Items from a data source
========

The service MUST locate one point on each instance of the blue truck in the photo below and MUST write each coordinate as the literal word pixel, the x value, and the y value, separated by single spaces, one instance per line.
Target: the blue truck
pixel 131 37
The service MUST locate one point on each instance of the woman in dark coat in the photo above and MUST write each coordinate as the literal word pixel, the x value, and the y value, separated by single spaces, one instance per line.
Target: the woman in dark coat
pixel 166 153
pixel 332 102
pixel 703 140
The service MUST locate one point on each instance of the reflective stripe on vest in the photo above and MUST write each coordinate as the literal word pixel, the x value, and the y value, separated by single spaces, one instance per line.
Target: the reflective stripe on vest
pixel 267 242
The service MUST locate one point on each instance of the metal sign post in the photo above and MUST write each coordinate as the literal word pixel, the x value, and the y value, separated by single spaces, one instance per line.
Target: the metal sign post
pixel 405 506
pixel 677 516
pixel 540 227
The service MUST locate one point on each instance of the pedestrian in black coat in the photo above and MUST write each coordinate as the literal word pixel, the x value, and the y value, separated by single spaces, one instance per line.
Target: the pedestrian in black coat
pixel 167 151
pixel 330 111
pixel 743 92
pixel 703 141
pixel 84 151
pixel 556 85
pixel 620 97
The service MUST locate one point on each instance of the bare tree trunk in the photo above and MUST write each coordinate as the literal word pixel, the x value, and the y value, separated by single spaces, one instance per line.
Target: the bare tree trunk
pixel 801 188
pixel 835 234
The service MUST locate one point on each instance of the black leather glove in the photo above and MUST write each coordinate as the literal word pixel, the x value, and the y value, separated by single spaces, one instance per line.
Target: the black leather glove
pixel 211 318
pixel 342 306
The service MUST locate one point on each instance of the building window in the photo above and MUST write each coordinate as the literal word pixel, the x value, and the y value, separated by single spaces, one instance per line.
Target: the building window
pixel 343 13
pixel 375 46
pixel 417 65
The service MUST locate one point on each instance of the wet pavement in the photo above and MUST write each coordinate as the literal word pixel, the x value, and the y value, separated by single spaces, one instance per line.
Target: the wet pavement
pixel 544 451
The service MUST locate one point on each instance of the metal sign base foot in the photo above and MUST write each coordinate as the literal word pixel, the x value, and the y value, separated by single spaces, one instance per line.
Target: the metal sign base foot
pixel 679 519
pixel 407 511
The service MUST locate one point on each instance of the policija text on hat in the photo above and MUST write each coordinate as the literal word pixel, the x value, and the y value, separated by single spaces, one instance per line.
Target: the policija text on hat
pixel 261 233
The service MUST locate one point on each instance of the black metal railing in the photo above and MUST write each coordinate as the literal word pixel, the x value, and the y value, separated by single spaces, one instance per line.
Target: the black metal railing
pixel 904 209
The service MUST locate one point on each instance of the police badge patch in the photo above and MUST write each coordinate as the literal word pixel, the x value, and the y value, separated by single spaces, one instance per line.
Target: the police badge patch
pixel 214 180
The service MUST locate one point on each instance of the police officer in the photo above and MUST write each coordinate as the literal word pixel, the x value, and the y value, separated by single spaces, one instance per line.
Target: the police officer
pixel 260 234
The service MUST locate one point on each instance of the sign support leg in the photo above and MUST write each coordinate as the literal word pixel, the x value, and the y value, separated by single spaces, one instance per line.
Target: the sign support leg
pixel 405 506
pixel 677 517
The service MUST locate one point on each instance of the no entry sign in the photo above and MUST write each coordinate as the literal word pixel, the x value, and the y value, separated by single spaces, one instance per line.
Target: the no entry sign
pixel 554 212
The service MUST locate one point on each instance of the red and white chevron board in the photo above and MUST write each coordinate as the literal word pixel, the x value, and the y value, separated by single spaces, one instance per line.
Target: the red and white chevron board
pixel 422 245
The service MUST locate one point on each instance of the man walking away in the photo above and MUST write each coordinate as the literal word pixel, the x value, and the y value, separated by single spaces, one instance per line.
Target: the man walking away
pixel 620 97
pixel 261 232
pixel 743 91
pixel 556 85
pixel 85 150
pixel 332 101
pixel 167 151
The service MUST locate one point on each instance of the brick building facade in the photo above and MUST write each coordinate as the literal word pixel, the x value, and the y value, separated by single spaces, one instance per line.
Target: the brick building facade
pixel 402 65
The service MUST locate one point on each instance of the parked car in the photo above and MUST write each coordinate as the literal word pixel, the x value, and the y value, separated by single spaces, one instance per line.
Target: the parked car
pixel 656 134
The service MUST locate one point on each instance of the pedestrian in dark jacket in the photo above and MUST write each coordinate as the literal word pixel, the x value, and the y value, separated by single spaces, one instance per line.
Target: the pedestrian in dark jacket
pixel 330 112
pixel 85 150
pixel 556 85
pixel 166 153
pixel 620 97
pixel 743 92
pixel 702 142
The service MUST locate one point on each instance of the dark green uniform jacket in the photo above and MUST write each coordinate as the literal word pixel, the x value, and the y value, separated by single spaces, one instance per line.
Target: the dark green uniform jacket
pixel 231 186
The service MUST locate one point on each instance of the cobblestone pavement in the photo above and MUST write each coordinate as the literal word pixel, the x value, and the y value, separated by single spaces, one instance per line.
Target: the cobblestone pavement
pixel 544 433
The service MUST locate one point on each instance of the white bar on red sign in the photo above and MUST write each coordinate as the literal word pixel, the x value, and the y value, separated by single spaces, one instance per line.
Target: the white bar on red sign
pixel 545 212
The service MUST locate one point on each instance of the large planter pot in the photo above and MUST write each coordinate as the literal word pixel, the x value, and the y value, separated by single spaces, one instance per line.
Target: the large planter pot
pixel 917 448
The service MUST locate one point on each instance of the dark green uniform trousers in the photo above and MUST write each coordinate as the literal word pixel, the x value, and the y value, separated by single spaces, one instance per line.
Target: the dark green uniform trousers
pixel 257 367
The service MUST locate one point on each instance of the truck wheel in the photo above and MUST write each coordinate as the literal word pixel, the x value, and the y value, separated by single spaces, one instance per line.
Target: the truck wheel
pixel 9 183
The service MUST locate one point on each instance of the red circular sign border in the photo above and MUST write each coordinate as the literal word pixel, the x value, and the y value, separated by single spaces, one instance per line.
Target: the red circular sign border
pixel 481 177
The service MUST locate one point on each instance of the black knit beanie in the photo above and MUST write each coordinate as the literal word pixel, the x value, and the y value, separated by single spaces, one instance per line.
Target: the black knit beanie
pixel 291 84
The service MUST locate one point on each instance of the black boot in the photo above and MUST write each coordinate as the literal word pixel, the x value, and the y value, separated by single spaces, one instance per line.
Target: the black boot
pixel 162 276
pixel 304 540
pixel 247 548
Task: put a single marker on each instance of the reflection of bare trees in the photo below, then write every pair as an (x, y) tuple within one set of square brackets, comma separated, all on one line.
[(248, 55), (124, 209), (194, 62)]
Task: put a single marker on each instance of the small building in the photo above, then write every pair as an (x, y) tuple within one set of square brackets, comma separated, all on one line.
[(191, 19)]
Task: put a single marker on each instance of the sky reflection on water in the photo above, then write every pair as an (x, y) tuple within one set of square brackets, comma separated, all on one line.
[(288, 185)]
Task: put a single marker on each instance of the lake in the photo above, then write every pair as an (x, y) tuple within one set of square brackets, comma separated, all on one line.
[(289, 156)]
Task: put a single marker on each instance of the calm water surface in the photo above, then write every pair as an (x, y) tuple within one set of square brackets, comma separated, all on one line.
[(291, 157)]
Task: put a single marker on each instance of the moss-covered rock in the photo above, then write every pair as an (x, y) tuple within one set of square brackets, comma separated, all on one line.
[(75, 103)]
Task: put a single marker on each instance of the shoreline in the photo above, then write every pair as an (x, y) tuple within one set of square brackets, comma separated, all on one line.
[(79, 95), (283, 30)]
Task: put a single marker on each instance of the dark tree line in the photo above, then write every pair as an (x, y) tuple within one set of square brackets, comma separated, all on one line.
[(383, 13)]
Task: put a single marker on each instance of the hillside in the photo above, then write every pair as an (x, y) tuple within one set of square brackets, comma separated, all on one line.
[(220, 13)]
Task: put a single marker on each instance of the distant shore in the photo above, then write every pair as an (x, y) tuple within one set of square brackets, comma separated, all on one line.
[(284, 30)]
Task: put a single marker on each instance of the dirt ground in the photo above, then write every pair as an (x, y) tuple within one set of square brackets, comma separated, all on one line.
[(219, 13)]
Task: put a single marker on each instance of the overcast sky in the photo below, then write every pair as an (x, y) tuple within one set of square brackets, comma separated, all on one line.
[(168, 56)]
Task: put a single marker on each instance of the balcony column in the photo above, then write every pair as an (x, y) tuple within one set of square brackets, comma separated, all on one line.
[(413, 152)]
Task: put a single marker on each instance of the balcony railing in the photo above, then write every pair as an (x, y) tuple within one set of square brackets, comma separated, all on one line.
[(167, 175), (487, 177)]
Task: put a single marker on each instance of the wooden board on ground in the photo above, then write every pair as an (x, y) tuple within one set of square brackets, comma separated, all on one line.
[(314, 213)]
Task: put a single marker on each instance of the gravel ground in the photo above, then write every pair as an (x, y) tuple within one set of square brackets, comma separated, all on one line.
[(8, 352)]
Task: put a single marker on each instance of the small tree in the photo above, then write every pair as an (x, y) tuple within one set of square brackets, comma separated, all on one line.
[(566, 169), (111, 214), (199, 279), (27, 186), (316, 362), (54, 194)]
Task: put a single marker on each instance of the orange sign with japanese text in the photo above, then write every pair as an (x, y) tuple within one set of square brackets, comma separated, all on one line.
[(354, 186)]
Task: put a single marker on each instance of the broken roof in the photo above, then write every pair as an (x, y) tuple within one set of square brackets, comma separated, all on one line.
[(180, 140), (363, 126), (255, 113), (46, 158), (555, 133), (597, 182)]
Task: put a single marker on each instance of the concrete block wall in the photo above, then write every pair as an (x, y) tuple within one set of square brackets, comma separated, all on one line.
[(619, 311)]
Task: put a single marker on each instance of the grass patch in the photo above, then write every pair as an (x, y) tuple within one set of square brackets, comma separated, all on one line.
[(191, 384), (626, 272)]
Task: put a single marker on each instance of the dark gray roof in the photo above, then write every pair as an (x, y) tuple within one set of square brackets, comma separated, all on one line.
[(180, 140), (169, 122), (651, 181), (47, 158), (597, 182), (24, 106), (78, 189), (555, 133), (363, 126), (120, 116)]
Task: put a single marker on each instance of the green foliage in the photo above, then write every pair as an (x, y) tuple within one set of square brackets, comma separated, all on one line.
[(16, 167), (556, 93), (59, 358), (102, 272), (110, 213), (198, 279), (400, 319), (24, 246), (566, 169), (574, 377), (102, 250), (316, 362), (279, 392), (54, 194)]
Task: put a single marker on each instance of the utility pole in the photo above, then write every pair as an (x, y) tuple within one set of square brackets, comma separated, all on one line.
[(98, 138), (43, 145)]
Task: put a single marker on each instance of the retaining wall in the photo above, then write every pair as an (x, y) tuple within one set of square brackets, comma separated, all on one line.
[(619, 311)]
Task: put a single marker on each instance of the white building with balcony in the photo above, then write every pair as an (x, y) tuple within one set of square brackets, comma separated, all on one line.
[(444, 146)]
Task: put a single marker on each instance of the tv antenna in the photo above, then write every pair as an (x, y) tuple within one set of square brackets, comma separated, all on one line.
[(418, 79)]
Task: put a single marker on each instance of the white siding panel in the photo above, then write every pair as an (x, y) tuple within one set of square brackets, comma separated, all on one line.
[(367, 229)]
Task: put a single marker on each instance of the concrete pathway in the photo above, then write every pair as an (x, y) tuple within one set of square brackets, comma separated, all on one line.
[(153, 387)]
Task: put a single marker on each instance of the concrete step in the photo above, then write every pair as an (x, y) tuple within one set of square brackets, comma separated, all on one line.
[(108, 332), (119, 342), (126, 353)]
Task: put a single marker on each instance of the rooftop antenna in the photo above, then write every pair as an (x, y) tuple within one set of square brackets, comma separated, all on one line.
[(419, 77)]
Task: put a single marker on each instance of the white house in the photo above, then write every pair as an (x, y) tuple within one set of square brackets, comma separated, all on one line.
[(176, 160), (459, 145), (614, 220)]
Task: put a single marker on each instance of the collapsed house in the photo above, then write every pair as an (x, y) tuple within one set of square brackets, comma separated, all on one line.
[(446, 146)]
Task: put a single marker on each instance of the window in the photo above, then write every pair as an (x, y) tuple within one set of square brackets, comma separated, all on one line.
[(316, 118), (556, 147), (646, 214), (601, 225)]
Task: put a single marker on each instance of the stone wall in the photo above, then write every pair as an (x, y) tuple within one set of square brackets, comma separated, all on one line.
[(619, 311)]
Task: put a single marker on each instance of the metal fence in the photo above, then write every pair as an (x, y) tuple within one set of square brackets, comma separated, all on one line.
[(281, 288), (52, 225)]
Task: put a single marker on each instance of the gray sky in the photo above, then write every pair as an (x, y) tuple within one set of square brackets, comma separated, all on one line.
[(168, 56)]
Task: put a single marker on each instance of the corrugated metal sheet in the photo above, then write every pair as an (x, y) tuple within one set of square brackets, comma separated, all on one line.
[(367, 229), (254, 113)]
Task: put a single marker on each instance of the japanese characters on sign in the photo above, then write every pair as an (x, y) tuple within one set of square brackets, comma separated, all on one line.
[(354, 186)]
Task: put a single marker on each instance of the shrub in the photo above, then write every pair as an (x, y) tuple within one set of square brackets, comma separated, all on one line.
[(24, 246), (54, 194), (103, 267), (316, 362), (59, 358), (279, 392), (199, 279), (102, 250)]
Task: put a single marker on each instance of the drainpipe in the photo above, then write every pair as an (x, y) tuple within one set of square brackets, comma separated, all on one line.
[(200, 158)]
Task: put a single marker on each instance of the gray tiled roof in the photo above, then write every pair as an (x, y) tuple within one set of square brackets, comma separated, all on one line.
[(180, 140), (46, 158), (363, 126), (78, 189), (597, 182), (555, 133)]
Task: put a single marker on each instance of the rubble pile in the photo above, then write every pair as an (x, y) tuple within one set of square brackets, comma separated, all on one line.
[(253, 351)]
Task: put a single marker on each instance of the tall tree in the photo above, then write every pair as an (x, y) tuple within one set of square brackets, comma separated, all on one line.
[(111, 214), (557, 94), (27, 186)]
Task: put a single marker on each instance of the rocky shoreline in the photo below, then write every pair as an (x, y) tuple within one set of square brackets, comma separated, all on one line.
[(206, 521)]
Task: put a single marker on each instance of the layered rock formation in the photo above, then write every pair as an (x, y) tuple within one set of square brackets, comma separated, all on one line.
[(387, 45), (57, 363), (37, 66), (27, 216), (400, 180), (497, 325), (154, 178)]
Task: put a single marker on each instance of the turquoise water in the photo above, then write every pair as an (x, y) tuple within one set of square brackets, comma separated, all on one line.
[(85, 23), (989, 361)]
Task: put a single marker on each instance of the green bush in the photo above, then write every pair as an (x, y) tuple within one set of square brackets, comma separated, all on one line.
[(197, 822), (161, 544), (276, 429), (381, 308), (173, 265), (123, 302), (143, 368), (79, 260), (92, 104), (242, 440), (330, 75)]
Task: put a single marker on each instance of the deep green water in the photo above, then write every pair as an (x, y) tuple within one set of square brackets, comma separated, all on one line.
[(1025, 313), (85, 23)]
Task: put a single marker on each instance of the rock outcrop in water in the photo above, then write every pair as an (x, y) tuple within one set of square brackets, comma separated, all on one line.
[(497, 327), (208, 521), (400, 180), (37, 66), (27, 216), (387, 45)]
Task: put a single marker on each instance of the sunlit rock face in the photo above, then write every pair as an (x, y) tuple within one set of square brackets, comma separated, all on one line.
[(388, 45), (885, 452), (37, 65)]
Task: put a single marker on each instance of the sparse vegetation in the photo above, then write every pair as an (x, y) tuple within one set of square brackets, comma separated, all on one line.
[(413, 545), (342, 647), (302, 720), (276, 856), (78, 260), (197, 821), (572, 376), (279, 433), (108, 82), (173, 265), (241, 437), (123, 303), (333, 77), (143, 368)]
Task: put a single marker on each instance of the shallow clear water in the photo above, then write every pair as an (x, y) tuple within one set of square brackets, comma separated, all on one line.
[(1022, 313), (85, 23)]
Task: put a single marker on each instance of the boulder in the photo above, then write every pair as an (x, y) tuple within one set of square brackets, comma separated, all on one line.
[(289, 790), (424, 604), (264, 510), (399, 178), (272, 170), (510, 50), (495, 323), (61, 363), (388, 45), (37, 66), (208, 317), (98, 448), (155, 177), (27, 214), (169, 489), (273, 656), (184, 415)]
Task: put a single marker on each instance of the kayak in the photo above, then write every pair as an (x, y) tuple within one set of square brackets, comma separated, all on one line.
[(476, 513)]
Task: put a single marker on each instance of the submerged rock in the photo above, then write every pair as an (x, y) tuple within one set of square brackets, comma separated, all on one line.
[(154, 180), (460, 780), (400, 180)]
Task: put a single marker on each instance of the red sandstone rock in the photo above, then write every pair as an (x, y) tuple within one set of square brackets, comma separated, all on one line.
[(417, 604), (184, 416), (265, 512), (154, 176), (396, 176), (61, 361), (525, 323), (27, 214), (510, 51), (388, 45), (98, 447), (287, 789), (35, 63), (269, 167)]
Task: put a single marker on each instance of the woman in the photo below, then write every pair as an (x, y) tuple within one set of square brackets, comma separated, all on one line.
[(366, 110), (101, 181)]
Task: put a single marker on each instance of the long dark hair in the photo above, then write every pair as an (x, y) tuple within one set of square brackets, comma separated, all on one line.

========

Required action:
Of the lines above, output exactly those from the line bearing "badge patch in" through the line bearing "police officer in", inclusive.

Task answer:
The service MUST locate one point on each instance of the police badge patch in the photo above and MUST write each coordinate as the literal word pixel, the x value, and the y value, separated by single spaces, one instance per line.
Target: the police badge patch
pixel 214 180
The service MUST locate one point on each instance of the police officer in the photo above and MUST write each coordinate as the literal word pixel, the x value, and the y value, separated by single spaces, one instance per line.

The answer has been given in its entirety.